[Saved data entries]
^^^^
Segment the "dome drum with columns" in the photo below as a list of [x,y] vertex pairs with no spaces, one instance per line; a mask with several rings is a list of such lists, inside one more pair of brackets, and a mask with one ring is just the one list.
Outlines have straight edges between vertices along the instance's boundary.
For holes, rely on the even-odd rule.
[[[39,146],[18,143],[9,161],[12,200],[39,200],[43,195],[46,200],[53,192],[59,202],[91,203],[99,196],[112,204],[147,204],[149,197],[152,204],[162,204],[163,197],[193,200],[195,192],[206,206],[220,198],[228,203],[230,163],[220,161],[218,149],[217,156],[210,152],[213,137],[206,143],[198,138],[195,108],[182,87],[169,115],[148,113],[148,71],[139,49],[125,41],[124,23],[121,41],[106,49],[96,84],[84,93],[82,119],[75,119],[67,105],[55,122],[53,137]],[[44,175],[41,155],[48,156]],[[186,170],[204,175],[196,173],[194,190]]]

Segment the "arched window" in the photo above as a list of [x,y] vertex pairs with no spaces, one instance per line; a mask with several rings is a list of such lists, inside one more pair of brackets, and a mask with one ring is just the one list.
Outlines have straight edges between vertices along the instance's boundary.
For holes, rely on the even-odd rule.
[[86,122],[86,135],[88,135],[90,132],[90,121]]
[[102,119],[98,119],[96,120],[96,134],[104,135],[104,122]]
^^^^
--- What is needed ---
Write out every line of the records above again, requests included. Scale each vertex coordinate in the answers by 2.35 and round it to the nearest whole number, with halves rounded up.

--- Result ---
Segment the "dome drum with columns" in the photo below as a list of [x,y] vertex pairs with no spaces, one instance per line; a mask with several rings is a list of such lists, inside one more pair of brackets, and a mask with one ring is just the one list.
Outlines have straight edges between vertices along the instance's boundary.
For holes, rely on the even-odd rule.
[[[92,343],[42,336],[21,378],[28,470],[92,470],[101,458],[108,470],[125,451],[139,475],[214,477],[233,461],[263,479],[345,479],[350,463],[357,479],[381,479],[383,463],[454,470],[458,451],[484,484],[517,465],[536,477],[541,383],[517,378],[512,350],[510,367],[494,357],[501,322],[484,336],[465,324],[458,254],[428,204],[397,270],[348,266],[348,167],[327,115],[294,96],[291,54],[284,96],[249,115],[226,197],[197,219],[193,280],[176,280],[157,247],[129,287],[125,322]],[[103,411],[96,364],[113,367]],[[437,400],[479,411],[461,407],[456,447]]]

Segment the "arched window" in the photo above as a list of [x,y] vertex pairs with no spaces, one instance per line; a mask with several rings is a list of such lists, inside one more pair of brackets, and a mask with one ring is just the one list.
Outlines have straight edges between vertices along the instance's boundary.
For holes, rely on the even-odd rule.
[[202,287],[202,317],[207,317],[212,310],[212,284]]
[[240,280],[230,280],[226,282],[226,315],[244,317],[244,287]]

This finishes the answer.